• **Given request**
Edit the rows below so that "Pins" becomes "Points" everywhere, leaving everything else unchanged. Leave the pictures out of your answer.

[Records from a data collection]
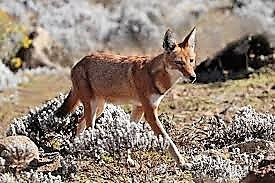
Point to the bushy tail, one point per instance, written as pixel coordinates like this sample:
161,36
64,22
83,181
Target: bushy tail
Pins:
68,104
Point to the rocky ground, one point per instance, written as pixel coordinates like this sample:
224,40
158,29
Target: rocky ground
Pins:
223,125
184,109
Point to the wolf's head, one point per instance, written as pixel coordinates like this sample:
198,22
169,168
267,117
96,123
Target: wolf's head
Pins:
180,56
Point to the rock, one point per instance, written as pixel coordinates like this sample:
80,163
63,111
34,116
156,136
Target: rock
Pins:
18,151
264,174
234,61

• **Output for this task**
Point to the bushy tail, one point per instance, written as pixel coordinates like this sample:
161,36
64,22
83,181
Target: bushy tail
Points:
68,104
Point to the rocky ground, one point per instance, written as pixel coordinates like this sample:
224,40
158,29
Target: rocky ground
Points:
223,125
184,109
Point to the wolf's head, one point per instance, written as pixel coordinates like this sample:
198,22
169,168
267,117
96,123
Target: wolf's head
Points:
180,56
Point to the rock, one point per instance, written as pixel coordinates like this sample:
80,163
63,111
34,116
156,136
Target: rock
Points:
18,151
264,174
234,61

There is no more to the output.